A Closer Look E-mail the author

City of Longmont, Colorado

A Closer Look

Rather than contract waste hauling to an outside vendor, the city of Longmont, Colorado provides that service to most of its residents. Charles Kamenides, operations manager for trash and recycling in the city, explained that multi-family buildings with eight units or more can opt to use a private service. Excluding those that opt for other haulers, the city has over 29,000 residential waste customers who receive weekly trash pickups, along with recycling pickups twice a month.

“We collected 30,560 tons of trash curbside and in our large item collection,” Kamenides said of the totals for 2006. Of that, 30,169 tons came from curbside pickups and 391 tons was from large item collections. Also, 7,956 tons were picked up in the curbside recycling program.

Besides picking up trash and recyclables from residents, the city provides extra services, with the goal of keeping material out of landfills when possible. During an average fall season, the city picks up about 30,000 compostable bags full of leaves at no extra charge. In the spring, the city picks up branches on scheduled dates, but Kamenides noted that citizens can call at any time for branch pickups.

After the Christmas holidays, Christmas trees are also picked up and recycled on designated days. Branches, leaves and trees all go to the city’s “tree limb diversion site,” according to Kamenides. There, the material is turned into mulch, which is then available to citizens year-round, at no charge.

The city also partners with other organizations when appropriate. For example, one year the state used leftover Christmas trees to create fish habitats in local lakes.

The city also hosts a household hazardous collection day, where paints, solvents and other materials are picked up and “treated appropriately for proper disposal,” Kamenides said.

“Stop and drop” is a service where citizens can drop off bulky or large items at the public works facility on designated days. Along with taking things like furniture, the city accepts electronics. The electronics are broken down for recycling, metals are recovered, and it’s all done at no charge to residents.

For residents who want to haul some of their own trash, there are two “landfill days” when residents can drop off material at the landfill at no charge. The recycling center is open to residents 24 hours a day, and the tree limb diversion site is open 7 days a week, with a few exceptions, such as when grinding operations are running.

Besides residential recycling, the city also recycles when it can. Asphalt and concrete from street projects is re-used for other projects, and even the sludge from the city’s wastewater treatment plant is composted.

Kamenides said that the city is in a “transition phase to create a more sustainable city.” Part of that transition is the placement of recycling containers in the downtown shopping area and in the parks system, so that residents and visitors have a place to toss recyclable materials. “Our goal is to make recycling much easier,” Kamenides said.

> [Information shown]
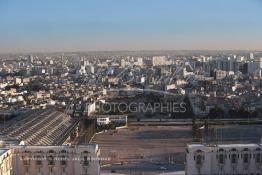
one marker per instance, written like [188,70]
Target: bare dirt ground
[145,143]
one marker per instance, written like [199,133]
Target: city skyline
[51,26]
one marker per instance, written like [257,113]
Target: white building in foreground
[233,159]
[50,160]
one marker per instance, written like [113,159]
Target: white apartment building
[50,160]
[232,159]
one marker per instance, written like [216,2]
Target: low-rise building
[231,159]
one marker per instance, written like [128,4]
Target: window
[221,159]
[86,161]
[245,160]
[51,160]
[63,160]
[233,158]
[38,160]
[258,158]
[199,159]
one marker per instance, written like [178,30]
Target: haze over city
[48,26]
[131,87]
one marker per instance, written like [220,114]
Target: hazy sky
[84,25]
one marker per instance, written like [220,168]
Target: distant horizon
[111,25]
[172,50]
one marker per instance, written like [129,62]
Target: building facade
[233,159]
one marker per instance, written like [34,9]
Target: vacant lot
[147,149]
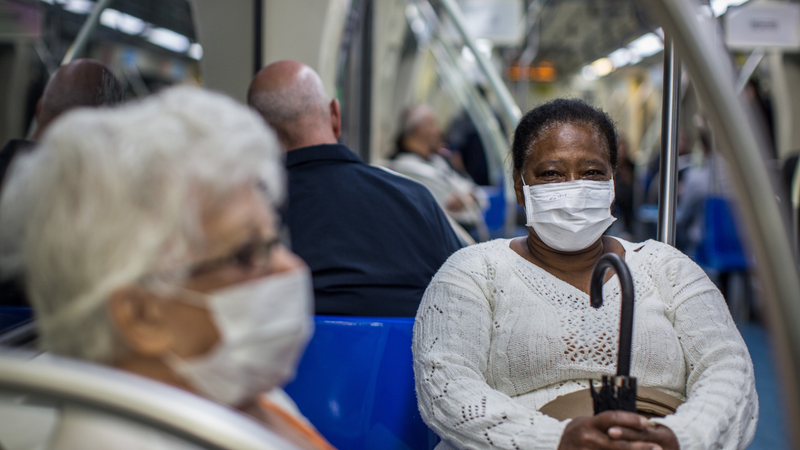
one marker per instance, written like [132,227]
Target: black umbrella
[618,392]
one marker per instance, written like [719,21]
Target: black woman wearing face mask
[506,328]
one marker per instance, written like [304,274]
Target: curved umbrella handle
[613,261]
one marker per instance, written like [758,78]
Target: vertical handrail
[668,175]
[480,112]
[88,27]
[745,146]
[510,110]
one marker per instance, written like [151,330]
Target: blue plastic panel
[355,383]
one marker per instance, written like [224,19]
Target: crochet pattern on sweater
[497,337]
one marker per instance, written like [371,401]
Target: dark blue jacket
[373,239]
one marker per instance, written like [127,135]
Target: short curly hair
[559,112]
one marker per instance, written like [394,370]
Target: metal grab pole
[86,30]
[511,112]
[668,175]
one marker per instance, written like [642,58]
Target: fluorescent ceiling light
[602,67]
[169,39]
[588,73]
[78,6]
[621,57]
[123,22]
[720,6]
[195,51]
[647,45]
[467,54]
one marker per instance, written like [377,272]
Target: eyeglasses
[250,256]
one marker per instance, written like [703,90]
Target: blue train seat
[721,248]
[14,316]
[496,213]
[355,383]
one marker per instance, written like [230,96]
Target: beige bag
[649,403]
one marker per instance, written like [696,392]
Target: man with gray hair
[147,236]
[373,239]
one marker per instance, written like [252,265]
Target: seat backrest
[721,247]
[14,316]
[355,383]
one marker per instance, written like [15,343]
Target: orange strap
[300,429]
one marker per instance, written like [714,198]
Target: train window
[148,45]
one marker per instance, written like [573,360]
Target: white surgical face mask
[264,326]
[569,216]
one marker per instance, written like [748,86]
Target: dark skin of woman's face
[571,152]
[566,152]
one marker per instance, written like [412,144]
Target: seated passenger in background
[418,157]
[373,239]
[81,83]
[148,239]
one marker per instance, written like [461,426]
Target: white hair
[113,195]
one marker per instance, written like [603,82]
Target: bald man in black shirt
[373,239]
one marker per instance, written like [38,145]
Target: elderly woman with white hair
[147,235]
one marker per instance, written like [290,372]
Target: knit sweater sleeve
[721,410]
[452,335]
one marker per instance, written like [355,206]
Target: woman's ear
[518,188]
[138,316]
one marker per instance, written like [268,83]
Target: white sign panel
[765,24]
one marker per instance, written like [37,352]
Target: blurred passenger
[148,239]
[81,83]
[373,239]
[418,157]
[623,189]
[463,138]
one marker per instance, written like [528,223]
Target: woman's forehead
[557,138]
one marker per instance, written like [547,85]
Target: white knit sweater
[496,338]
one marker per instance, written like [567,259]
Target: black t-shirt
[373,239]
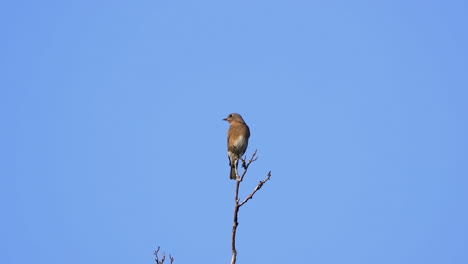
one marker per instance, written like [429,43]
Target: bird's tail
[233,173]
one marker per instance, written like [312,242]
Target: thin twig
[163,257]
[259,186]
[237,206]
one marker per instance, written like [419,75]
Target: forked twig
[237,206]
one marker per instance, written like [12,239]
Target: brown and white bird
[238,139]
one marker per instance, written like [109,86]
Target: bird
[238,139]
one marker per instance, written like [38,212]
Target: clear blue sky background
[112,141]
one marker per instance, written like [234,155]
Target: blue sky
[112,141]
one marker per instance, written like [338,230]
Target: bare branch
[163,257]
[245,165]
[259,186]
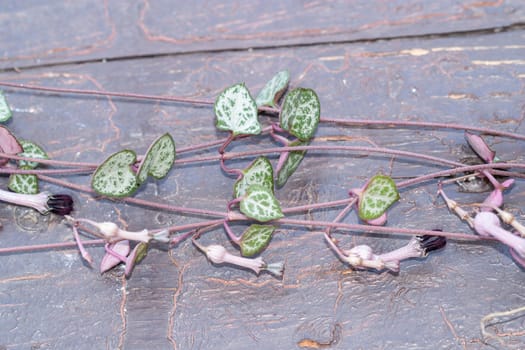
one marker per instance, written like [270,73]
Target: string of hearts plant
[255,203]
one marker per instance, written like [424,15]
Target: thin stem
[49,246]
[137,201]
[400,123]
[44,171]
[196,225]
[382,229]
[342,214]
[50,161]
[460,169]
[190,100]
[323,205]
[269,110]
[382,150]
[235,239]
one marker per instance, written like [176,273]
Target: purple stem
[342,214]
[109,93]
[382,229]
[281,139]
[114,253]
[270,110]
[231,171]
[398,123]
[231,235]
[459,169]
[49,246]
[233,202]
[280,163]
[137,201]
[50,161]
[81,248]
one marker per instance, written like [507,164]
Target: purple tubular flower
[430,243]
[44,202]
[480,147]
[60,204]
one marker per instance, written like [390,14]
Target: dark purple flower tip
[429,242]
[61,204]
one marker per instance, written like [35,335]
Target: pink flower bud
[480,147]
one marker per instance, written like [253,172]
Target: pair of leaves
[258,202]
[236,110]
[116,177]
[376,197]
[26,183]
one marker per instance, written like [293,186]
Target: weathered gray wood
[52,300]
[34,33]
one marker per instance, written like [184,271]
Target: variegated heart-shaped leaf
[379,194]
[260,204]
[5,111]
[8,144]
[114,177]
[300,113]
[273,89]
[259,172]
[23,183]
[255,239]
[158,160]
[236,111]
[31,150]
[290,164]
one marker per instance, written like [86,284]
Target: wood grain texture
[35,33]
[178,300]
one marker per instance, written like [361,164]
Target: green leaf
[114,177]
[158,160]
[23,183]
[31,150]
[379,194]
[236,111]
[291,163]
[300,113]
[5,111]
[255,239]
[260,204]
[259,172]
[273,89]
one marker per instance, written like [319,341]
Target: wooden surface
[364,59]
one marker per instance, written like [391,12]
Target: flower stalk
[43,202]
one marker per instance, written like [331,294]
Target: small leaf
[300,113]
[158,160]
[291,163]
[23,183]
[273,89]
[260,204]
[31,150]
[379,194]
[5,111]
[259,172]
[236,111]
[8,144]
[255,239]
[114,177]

> [Goal 1] According to the article on Longmont's trash and recycling services, how many tons were picked up in the curbside recycling program in 2006?
> [Goal 2] Please resume the article on Longmont's trash and recycling services, starting after its last sentence.

> [Response 1] 7,956 tons.

> [Response 2]
He also believes that a switch from a five-day-a-week trash hauling schedule to a four-day-a-week schedule will increase his department’s efficiency. That will build on the increased efficiency when the city changed to automated collection vehicles in 1998.

Currently, the tree limb diversion site only accepts leaves and branches, but there is a pilot program to collect green waste, like lawn clippings, at the site. When the program is up and running, Kamenides said the site will also accept wood.

Another change is an upcoming switch to single-stream recycling, which will also broaden the scope of what can be recycled. Kamenides said that he is looking forward to more participation from residents, “up to 30 percent greater.” Kamenides said that some neighborhoods are better at recycling than others, but overall, “We have a real dedicated population here. They want to recycle more.”

According to Kamenides, the key to getting more households to participate, and more recycling from each household, is to “develop a recycling system that is easy.” He said that his department often gets calls from residents who need more information about what can be recycled and what can’t, and sometimes it’s too complicated or confusing for people to deal with. The new system should alleviate some of that confusion. “Our mission is to keep things out of the landfill,” Kamenides said.

Kamenides has been working for the city of Longmont for three years, but he said that the city has been providing waste hauling services to its residents since the city grew big enough to need the service.

Kamenides said that at one of the city’s events, Rhythm on the River which drew a crowd of 30,000 people, there were only 22 bags of trash generated, and that 96 percent of the waste generated was diverted because of recycling. “I’m kind of proud of that,” Kamenides said. Vendors were asked to make sure everything was consumable, compostable or recyclable, including plates and plastic utensils. As a result, participants could take the trash to “zero-waste stations” for composting and recycling.

To some people, Kamenides may have a trashy job, but as far as he’s concerned, he’s “making a difference to our residents,” by providing the best service he can, and by recycling as much as possible.